Closed DanyC97 closed 5 years ago
/cc @cgwalters in case you have some thoughts from RHCOS/ MCO side.
are you sure you approved the CSR for your machine https://docs.openshift.com/container-platform/4.1/installing/installing_vsphere/installing-vsphere.html#installation-approve-csrs_installing-vsphere
was passed which then redirected to the custom dani-k8s-node-2.ign file which had injected the above snippets. That triggered a reboot between the ignition apply steps
what do you mean by rebooted between ignition apply steps.. ignition doesn't require reboot.
@abhinavdahiya thank you for taking the time to respond, much appreciated !
are you sure you approved the CSR for your machine https://docs.openshift.com/container-platform/4.1/installing/installing_vsphere/installing-vsphere.html#installation-approve-csrs_installing-vsphere
i never needed to approve any CSR, what i saw on previous deployments (for control and compute nodes) was that the CSRs were auto approved.
I'm not sure if there are two paths (if there are please help me understand how it works) here in v4 w.r.t approving the CSRs however all i can say is that looking in the cluster i have running (where the above node didn't join the cluster) i see
oc get -n openshift-cluster-machine-approver all
NAME READY STATUS RESTARTS AGE
pod/machine-approver-7cd7f97455-g9x5q 1/1 Running 0 11d
NAME READY UP-TO-DATE AVAILABLE AGE
deployment.apps/machine-approver 1/1 1 1 11d
NAME DESIRED CURRENT READY AGE
replicaset.apps/machine-approver-7cd7f97455 1 1 1 11d
which is coming from cluster-machine-approver and i can see in the pod's log traces like
I0624 20:31:13.706332 1 main.go:107] CSR csr-5tpq5 added
I0624 20:31:13.708184 1 main.go:132] CSR csr-5tpq5 not authorized: Invalid request
I0624 20:31:13.708206 1 main.go:164] Error syncing csr csr-5tpq5: Invalid request
I0624 20:31:13.748375 1 main.go:107] CSR csr-5tpq5 added
I0624 20:31:13.750478 1 main.go:132] CSR csr-5tpq5 not authorized: Invalid request
I0624 20:31:13.750496 1 main.go:164] Error syncing csr csr-5tpq5: Invalid request
I0624 20:31:13.830649 1 main.go:107] CSR csr-5tpq5 added
I0624 20:31:13.833242 1 main.go:132] CSR csr-5tpq5 not authorized: Invalid request
E0624 20:31:13.833321 1 main.go:174] Invalid request
I0624 20:31:13.833366 1 main.go:175] Dropping CSR "csr-5tpq5" out of the queue: Invalid request
Saying that i am not sure if this is part of the machine-api-operator as i haven't worked out how to trace backwards a deployment -> operator (any hints much appreciated ;) ) ..but i guess it is ..
Update
see attached the whole machine-approver-7cd7f97455-g9x5q
pod's log in case you might find s'thing ...

########################################

> [Written exercise 1]: In one to three sentences, explain why the poster in the CSR thread says they never needed to approve any CSR.
> [Written exercise 2]:
Decide whether each statement agrees with the CSR thread. Answer yes or no, and quote the deciding words for each.
(a) The machine-approver pod had restarted several times.
(b) The log shows CSR csr-5tpq5 being removed from the queue.
(c) One commenter states that ignition requires a reboot.
> [Written exercise 3]: Extend the CSR thread past its final post.
The data that follow have no connection to the CSR thread.

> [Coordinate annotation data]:

########################################

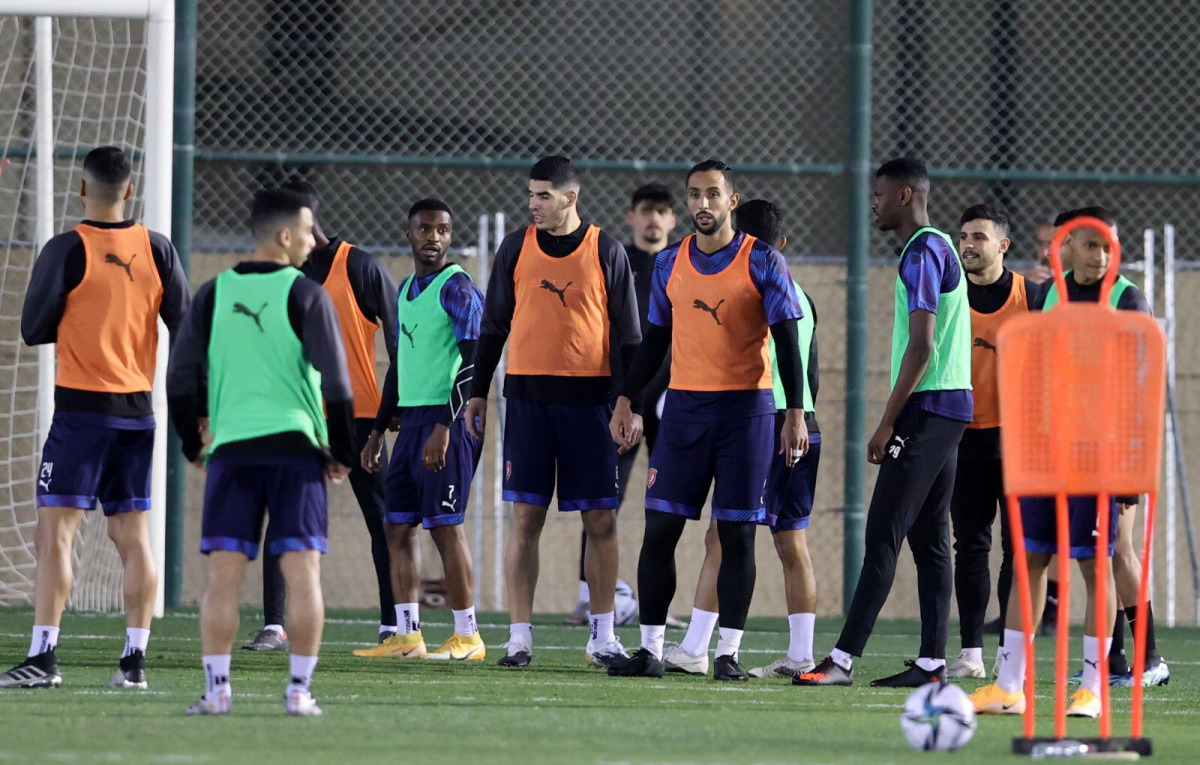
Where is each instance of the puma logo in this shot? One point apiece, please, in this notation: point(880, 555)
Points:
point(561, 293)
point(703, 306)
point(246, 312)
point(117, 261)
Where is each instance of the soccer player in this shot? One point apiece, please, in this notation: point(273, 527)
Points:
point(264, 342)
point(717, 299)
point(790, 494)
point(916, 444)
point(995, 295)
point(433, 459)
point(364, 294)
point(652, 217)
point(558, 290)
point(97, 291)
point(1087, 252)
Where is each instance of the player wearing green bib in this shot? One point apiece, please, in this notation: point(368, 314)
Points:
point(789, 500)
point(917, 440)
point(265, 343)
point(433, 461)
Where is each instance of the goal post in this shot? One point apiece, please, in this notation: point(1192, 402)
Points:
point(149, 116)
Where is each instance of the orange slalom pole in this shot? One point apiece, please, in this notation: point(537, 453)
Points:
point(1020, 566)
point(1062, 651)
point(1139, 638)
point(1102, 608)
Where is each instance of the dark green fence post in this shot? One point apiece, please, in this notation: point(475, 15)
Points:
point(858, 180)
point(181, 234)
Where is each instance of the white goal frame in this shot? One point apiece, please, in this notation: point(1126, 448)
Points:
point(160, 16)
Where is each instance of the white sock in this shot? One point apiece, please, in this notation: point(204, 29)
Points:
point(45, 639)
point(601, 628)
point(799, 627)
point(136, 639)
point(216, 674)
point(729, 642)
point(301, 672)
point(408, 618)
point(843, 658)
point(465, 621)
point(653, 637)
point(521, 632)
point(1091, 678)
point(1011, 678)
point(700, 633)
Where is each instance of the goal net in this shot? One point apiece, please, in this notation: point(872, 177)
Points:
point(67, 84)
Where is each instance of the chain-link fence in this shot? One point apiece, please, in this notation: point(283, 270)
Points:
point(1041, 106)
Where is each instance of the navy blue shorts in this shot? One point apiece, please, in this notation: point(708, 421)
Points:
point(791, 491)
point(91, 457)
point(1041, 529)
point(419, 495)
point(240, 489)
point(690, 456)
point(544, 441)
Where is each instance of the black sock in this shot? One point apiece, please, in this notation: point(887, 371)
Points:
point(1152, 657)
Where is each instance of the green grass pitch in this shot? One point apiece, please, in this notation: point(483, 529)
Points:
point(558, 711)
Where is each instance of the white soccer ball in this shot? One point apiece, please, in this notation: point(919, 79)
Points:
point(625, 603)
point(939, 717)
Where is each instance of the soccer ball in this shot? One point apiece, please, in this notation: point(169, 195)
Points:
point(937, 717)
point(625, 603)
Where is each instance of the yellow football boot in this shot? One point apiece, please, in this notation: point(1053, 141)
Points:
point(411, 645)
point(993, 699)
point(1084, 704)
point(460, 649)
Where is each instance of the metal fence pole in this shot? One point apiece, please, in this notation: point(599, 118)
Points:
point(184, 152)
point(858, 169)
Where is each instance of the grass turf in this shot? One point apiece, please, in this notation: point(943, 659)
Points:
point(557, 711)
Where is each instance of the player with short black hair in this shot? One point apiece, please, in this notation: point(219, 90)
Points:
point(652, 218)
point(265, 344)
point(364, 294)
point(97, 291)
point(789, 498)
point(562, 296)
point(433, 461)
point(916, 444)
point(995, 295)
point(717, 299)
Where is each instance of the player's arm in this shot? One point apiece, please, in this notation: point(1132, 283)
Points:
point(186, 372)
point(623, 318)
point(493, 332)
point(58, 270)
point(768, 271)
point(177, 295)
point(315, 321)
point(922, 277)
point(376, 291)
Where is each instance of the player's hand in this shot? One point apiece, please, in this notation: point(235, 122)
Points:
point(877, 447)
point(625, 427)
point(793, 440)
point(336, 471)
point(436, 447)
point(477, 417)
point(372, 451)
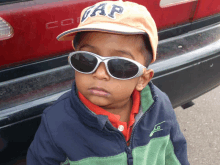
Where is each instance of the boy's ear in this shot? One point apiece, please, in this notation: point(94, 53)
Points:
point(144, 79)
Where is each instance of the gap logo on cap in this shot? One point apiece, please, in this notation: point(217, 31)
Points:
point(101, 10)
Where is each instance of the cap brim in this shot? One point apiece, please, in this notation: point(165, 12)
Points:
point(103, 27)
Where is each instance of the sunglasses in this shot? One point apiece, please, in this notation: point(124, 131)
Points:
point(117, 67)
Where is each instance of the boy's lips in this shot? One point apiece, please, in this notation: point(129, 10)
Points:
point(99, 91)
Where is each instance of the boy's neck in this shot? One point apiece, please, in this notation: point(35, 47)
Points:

########################################

> [Final answer 1]: On the poster's previous deployments, for both control and compute nodes, the CSRs were approved automatically. Because of that, the poster had never had to approve one by hand.

> [Final answer 2]:
(a) No: "pod/machine-approver-7cd7f97455-g9x5q 1/1 Running 0 11d"
(b) Yes: "Dropping CSR "csr-5tpq5" out of the queue: Invalid request"
(c) No: "ignition doesn't require reboot."

> [Final answer 3]:
was passed which then redirected to the custom dani-k8s-node-2.ign file which had injected the above snippets. That triggered a reboot between the ignition apply steps
what do you mean by rebooted between ignition apply steps.. ignition doesn't require reboot.
please see the dani-k8s-node-2_journalctl.log attached. I've added some bookmarks ### dani ###
so you can see why i assumed the above sequence triggered the reboot.
@abhinavdahiya any thoughts? or maybe @staebler might be able to chime in? any addition info please let me know, i'm keeping the lab env up in case more info is needed, hopefully will help you out
@cgwalters @abhinavdahiya can anyone of you please help understand the design/ behavior of
kubelet service
not started on worker nodes@DanyC97 the controller-manager within the openshift-controller-manager namespaces actually does the issuing of the certificate. The logs there might help.
@DanyC97 The cluster-machine-approver will only approve machines that are added via a machine
resource. The vSphere platform does not use machine
resources yet. So, as a user, you must manually approve CSR requests for new nodes. As a convenience, the bootstrap machine will auto-approve CSRs requests for nodes while it is running. However, that should not be relied upon.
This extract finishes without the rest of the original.